Set exercise: Scale the material starting at the line that has "of the sign" and stopping after the line that has "x=256, y=166". Repeat every line in that stretch with all other wording unchanged, and multiply each x and y coordinate by 2.1, rounding to whole numbers with halves going up. Give only those lines.

[Begin Input rows]

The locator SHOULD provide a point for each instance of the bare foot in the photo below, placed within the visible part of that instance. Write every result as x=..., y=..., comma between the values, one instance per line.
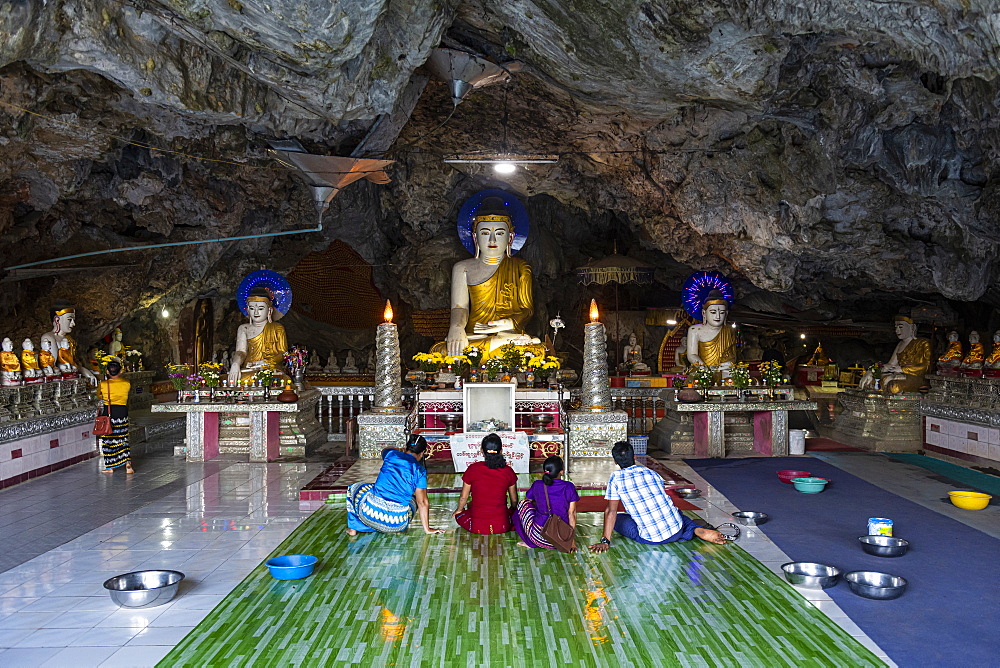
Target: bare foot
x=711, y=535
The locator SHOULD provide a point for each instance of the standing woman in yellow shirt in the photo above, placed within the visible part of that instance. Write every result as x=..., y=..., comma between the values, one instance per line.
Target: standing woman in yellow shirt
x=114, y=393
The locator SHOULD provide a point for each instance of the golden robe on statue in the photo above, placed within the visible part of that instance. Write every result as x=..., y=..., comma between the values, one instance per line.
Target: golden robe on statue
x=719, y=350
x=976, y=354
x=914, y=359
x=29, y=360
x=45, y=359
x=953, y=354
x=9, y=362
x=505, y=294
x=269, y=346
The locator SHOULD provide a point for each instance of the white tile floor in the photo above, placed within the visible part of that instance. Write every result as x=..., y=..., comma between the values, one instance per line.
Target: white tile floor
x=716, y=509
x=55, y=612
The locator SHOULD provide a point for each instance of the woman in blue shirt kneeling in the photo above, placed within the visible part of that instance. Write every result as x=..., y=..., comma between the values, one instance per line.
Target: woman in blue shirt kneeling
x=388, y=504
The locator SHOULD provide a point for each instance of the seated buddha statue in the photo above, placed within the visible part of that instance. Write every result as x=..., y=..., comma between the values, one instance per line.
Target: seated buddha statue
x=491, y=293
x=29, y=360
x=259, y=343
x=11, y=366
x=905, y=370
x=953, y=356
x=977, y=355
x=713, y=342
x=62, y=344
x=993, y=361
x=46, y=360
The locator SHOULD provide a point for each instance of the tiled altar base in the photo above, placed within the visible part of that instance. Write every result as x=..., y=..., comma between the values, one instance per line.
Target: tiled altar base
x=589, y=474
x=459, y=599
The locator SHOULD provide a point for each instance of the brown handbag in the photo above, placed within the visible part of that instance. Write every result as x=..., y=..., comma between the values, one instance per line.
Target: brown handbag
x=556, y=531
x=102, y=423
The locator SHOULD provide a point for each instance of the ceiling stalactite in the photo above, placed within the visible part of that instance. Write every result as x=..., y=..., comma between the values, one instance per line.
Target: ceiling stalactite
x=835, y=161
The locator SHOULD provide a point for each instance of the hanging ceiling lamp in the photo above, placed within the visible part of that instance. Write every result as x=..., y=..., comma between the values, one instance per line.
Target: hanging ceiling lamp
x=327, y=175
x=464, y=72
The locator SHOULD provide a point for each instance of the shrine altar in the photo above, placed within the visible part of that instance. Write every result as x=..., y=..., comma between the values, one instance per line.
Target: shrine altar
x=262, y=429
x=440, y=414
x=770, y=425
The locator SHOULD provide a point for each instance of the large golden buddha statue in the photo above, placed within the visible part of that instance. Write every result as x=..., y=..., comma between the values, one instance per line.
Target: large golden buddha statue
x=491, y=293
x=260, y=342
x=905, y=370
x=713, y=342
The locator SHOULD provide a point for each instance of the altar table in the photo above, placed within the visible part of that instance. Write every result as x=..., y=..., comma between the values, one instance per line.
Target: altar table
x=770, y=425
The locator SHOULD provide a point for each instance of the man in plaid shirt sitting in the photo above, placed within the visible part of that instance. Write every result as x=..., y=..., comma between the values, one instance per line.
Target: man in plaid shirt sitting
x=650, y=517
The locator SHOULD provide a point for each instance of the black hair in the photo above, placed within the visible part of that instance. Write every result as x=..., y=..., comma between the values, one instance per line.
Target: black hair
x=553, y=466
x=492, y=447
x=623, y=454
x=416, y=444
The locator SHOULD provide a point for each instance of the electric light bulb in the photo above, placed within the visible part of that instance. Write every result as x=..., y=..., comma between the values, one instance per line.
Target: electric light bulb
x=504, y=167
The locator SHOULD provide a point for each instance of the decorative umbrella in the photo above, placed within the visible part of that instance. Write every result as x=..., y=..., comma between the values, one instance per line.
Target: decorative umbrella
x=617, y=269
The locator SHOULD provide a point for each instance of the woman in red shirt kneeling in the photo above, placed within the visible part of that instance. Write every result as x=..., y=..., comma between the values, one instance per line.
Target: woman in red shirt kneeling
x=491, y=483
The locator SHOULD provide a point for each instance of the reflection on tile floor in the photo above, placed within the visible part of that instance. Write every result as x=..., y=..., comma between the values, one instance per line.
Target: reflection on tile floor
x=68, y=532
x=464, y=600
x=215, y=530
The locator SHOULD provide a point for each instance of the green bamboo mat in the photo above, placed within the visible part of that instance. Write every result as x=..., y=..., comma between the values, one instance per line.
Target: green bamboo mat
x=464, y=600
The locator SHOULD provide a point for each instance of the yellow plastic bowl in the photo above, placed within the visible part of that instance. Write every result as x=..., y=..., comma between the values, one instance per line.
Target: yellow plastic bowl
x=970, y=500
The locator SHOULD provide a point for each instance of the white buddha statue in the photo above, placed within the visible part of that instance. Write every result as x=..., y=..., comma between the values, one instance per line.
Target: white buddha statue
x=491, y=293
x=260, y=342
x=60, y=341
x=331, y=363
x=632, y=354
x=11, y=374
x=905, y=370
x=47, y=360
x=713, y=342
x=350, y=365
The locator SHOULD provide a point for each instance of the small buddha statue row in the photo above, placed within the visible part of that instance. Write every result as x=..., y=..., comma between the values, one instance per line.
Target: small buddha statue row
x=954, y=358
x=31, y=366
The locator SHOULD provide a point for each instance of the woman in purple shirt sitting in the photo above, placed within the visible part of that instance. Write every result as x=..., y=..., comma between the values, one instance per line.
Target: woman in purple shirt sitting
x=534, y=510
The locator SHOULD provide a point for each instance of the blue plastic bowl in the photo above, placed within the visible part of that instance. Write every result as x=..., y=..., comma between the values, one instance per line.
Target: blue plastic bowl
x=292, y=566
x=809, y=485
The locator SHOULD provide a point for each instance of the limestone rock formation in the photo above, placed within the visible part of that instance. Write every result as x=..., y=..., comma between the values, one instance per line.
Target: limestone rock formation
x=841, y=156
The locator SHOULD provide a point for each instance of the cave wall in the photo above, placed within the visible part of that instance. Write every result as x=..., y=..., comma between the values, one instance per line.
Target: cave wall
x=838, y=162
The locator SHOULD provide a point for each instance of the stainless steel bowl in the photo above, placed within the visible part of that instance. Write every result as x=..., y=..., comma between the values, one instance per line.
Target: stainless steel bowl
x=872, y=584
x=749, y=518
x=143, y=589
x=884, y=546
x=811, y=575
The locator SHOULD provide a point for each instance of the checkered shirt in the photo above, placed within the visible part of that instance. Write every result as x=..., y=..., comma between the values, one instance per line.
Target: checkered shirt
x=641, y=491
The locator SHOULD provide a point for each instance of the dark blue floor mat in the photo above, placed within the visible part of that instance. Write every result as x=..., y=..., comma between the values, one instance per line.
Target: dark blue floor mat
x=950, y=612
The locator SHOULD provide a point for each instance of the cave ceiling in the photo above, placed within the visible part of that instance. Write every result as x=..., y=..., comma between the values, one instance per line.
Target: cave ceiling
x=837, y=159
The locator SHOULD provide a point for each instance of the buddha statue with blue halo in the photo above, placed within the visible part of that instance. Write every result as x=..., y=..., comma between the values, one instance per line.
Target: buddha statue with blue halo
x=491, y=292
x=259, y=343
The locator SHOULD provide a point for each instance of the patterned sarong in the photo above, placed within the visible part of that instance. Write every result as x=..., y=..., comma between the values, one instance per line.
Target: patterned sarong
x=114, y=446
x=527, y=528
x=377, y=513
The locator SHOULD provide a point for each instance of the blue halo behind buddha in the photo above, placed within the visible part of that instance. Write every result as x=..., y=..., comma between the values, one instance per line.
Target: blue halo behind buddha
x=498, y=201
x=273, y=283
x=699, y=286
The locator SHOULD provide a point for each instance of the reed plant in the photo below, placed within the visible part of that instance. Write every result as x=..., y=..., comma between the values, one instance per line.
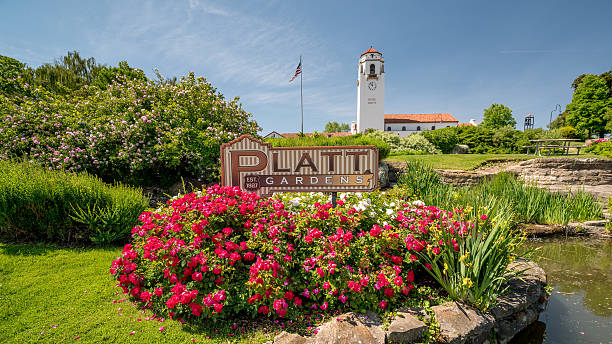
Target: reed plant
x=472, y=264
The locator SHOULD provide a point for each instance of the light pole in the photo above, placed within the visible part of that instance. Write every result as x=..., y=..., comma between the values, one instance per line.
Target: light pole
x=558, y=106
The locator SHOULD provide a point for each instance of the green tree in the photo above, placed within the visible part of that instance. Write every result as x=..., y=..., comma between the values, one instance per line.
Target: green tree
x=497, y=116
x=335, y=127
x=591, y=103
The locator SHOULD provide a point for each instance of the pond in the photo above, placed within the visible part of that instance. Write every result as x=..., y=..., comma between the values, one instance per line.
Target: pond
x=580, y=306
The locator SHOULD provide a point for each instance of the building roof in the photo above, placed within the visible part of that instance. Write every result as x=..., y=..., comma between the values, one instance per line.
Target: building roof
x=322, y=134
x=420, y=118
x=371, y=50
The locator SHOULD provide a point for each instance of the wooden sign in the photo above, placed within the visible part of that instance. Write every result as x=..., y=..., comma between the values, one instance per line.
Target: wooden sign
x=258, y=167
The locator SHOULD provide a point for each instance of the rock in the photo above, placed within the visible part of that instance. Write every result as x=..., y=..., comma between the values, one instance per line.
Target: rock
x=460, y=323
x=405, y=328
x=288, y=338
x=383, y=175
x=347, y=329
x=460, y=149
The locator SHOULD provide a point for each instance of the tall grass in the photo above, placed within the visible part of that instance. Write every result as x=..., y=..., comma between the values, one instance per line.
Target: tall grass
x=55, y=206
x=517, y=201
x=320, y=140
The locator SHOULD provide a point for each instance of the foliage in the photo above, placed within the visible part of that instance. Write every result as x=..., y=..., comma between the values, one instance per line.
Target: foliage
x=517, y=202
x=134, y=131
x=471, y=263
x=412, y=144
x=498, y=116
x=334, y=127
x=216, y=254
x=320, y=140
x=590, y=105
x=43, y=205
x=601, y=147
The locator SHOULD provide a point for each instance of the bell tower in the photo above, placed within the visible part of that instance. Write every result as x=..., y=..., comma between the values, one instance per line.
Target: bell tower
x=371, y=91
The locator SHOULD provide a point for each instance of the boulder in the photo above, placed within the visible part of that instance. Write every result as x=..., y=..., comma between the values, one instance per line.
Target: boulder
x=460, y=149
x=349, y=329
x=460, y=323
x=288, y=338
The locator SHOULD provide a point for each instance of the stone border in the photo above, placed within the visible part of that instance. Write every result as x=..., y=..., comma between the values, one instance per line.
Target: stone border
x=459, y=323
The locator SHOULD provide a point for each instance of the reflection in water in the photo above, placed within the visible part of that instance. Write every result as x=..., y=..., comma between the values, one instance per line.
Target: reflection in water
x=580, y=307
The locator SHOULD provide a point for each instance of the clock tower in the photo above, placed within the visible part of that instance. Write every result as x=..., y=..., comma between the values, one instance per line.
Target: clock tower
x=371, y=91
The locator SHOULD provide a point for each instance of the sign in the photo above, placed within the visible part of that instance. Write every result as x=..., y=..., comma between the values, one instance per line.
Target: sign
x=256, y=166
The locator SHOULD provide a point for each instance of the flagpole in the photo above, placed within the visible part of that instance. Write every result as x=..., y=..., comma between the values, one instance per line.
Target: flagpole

[End Input rows]

Solution:
The locator SHOULD provide a point for each instance of the sign in the photo above, placed within the visible part of that instance. Write every result as x=..., y=..., comma between the values, one instance per line.
Target: sign
x=538, y=349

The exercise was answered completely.